[Items from a data source]
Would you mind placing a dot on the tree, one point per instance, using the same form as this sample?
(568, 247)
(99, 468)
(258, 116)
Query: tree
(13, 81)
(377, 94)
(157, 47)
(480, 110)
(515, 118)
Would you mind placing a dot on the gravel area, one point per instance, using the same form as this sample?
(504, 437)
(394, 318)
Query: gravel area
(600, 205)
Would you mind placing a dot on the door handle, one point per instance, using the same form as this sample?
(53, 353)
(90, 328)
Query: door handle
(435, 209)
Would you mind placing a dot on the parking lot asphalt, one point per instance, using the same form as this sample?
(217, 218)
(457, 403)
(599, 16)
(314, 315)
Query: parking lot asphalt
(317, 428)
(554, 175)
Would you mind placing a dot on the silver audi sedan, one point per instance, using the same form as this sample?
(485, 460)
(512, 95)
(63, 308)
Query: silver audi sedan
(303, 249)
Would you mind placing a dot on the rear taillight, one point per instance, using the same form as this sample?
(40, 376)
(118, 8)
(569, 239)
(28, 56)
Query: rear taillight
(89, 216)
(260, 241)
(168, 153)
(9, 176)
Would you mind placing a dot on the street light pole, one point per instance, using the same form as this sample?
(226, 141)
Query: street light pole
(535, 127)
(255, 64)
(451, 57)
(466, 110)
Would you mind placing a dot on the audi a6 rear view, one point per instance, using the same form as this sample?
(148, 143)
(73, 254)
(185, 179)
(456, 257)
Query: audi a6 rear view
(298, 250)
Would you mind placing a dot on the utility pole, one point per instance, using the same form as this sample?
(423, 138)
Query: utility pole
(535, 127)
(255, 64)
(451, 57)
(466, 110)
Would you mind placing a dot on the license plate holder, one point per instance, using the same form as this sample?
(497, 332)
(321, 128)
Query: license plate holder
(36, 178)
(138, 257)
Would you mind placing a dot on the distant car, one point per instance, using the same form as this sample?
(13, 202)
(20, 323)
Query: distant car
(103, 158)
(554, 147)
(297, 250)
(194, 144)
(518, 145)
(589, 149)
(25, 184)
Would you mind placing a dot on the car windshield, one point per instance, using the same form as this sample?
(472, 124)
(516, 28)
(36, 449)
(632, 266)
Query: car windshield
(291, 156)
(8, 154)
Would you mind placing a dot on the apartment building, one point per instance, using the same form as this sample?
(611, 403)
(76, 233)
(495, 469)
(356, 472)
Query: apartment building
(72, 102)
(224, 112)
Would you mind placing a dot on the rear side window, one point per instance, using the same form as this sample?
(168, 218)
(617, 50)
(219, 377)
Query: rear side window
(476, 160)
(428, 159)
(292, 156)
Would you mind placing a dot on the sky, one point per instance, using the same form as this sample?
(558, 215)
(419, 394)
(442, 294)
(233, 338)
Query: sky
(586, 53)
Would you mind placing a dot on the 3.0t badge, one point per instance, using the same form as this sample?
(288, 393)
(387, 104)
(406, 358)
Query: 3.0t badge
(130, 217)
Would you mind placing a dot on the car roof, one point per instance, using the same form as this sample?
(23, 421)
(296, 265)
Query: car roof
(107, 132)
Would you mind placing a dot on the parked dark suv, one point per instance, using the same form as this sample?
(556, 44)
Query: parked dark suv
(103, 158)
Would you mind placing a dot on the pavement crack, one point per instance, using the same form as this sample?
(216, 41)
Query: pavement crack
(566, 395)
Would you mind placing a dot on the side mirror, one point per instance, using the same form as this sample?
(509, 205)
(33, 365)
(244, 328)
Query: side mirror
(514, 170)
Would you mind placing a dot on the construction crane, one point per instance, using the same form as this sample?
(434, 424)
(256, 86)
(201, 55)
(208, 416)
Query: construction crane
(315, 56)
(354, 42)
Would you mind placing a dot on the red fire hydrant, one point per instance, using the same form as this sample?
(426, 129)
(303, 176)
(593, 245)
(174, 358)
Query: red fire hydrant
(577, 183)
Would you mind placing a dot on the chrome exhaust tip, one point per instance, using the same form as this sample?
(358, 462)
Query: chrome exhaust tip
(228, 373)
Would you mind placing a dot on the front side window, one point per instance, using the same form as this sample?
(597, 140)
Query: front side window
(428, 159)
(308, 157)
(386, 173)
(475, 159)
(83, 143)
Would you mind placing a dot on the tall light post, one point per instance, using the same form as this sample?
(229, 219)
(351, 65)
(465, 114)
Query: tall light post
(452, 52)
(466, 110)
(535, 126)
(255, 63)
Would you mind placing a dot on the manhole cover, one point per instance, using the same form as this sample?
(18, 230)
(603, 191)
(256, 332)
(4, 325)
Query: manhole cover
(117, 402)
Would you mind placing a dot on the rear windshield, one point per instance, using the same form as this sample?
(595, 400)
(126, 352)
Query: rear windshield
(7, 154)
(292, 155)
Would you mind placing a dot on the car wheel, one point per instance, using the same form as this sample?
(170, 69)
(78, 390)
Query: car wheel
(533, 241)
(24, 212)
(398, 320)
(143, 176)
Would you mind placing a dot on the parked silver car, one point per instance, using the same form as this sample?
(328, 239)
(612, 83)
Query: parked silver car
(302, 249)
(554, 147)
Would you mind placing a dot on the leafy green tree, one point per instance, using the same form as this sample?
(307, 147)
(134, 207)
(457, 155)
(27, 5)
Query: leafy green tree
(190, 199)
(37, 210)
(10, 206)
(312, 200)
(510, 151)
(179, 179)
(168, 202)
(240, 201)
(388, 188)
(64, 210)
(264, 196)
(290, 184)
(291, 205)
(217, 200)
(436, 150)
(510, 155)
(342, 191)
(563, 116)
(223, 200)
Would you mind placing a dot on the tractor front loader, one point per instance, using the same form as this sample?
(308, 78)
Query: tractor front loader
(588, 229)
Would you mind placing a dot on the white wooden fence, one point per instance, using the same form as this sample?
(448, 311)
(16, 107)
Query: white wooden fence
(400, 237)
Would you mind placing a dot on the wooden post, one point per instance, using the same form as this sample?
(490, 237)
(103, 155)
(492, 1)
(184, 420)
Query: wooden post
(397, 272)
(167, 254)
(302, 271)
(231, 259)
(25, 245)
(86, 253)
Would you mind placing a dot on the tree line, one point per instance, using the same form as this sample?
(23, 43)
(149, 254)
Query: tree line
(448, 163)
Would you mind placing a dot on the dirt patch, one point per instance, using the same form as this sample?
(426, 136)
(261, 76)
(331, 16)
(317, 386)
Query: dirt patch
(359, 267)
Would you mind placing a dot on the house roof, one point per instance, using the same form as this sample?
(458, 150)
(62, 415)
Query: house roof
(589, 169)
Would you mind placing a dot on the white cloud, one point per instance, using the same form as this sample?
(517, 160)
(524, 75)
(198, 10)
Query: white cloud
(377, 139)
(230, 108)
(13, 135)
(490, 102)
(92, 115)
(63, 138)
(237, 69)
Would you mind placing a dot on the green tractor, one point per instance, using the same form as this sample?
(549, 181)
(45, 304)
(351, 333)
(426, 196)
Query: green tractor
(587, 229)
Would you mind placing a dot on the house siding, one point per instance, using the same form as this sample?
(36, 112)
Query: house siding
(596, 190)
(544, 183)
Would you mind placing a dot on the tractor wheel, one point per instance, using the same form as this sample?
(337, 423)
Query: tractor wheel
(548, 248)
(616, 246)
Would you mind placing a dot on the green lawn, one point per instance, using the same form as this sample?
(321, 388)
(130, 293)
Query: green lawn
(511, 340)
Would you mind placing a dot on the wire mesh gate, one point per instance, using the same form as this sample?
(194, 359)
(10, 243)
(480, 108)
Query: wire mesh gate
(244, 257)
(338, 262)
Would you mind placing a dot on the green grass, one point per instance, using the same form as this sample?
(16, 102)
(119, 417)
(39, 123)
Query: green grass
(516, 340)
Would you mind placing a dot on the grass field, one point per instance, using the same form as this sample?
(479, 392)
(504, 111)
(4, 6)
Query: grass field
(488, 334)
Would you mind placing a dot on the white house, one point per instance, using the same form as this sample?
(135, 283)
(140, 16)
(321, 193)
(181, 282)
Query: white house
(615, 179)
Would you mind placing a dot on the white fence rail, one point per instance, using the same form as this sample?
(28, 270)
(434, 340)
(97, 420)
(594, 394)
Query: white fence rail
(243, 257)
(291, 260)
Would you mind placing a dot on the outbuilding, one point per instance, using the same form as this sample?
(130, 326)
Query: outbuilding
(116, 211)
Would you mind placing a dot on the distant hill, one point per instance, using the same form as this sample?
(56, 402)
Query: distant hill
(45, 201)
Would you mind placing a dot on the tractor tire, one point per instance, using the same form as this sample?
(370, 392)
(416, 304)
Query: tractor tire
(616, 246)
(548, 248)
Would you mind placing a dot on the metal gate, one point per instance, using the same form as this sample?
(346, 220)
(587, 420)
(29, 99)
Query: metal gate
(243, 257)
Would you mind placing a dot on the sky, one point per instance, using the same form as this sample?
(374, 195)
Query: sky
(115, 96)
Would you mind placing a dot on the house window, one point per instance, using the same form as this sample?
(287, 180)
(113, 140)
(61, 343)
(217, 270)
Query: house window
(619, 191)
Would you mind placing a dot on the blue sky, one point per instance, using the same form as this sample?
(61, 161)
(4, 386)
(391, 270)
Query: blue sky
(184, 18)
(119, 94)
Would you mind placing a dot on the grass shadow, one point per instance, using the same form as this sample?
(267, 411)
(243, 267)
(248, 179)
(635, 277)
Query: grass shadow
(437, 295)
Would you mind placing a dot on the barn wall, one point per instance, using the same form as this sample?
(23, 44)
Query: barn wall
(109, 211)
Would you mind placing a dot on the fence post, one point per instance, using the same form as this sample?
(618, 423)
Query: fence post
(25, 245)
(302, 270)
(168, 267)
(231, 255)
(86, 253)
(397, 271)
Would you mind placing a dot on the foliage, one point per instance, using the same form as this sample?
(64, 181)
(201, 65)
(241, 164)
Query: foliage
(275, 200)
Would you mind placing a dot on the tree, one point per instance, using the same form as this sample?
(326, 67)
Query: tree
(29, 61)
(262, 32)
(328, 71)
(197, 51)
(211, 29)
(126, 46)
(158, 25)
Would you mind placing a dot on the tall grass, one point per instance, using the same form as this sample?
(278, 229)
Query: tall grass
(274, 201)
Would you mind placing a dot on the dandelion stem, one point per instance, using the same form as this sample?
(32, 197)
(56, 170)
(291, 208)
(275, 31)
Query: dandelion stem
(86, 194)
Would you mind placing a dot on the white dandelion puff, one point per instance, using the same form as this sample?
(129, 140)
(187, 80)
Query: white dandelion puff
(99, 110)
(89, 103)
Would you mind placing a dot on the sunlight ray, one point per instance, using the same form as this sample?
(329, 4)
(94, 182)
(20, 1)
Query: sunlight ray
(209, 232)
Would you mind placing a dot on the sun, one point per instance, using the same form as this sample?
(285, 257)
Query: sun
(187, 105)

▶ [What you should do] Please return, exactly as written, the line containing "Query: foliage" and every line after it through the end of the records above, and nothing else.

▶ [Written answer]
Query: foliage
(275, 200)
Would you mind placing a dot on the tree, one point per instance, using the same form as this sample?
(326, 67)
Query: tree
(29, 61)
(262, 32)
(328, 71)
(197, 51)
(211, 29)
(126, 46)
(158, 25)
Would you mind placing a dot on the tall grass, one point per instance, using the same form as this sample?
(278, 229)
Query: tall grass
(274, 201)
Would you mind placing a dot on the dandelion stem, one point per instance, using the same form as this sample?
(32, 197)
(56, 170)
(291, 208)
(275, 31)
Query: dandelion stem
(86, 194)
Would you mind placing a dot on the white dandelion puff, one point per instance, using the same form as this sample?
(129, 140)
(187, 80)
Query: white dandelion puff
(99, 110)
(89, 103)
Would you mind placing a dot on the sunlight ray, one point per instance, using the same form as this sample?
(329, 4)
(94, 182)
(20, 1)
Query: sunlight ray
(209, 232)
Would you mind placing a dot on the sun, one point per instance, using the same form as this sample?
(285, 257)
Query: sun
(187, 105)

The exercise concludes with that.